### The task
Copy the listing below word for word, starting at the line containing "Point out the wooden trail" and continuing through the end of the listing.
··· Input rows
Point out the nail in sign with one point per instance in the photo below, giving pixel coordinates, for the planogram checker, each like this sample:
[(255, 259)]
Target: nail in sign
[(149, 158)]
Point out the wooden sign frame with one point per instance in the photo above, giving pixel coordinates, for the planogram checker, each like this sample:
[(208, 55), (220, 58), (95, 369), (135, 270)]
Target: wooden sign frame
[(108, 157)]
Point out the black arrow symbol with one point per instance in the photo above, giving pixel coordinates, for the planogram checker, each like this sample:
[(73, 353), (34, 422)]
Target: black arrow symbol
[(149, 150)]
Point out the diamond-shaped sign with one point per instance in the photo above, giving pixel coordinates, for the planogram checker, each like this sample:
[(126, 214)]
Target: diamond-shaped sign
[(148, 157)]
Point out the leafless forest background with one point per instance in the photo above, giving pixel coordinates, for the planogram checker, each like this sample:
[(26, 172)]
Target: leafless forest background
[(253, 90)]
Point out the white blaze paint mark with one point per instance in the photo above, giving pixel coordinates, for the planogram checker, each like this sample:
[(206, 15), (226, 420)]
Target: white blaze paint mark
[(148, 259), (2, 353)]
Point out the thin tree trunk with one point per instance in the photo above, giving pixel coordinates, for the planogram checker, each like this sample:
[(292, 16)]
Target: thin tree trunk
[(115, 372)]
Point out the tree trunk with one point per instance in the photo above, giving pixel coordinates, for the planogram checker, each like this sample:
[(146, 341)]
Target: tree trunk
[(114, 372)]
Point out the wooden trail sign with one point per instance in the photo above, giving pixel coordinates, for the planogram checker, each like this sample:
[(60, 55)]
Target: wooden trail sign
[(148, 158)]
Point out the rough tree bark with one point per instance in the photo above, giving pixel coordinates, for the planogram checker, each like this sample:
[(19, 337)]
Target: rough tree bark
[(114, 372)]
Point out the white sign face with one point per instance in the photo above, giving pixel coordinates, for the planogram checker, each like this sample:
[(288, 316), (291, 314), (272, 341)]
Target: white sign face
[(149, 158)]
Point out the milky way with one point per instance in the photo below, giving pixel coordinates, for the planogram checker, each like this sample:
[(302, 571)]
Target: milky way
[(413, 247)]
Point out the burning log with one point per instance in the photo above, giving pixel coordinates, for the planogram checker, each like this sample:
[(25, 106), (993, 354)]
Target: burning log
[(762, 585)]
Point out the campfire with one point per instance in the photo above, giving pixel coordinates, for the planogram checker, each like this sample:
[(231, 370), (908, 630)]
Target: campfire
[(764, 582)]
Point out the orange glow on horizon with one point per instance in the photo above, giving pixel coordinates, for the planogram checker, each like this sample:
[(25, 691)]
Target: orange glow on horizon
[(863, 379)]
······
### Finished task
Point out the wooden trail sign with one point per instance in the photo above, giving pixel coordinates, for the planogram checker, each like this sample:
[(60, 55)]
Target: wooden trail sign
[(148, 158)]
Point out the rough tree bark with one point per instance in the photo above, giving pixel coordinates, for the planogram checker, each like this sample:
[(19, 337)]
Target: rough tree bark
[(114, 372)]
Point out the white sign face with one point per instance in the photo above, giving pixel coordinates, for the planogram checker, each like this sample:
[(288, 316), (291, 314), (272, 341)]
Target: white sign face
[(149, 158)]
Point out the milky way with one point per instance in the photo below, giving pixel coordinates, for the planogram checker, each like this sample:
[(302, 571)]
Target: milky way
[(413, 247)]
Point out the burning log with one point per instance in the photo above, giving pixel coordinates, for the planogram checker, each like this sample:
[(25, 106), (993, 354)]
Target: burning log
[(762, 585)]
Point out the campfire with one point per instance in the photo above, giving pixel coordinates, for the planogram checker, each like this sample:
[(231, 370), (908, 630)]
Target: campfire
[(764, 582)]
Point out the orange glow on horizon with one point per instance in the photo above, giving pixel coordinates, for the planogram checker, each like this sample:
[(25, 691)]
Target: orange glow on horizon
[(863, 379)]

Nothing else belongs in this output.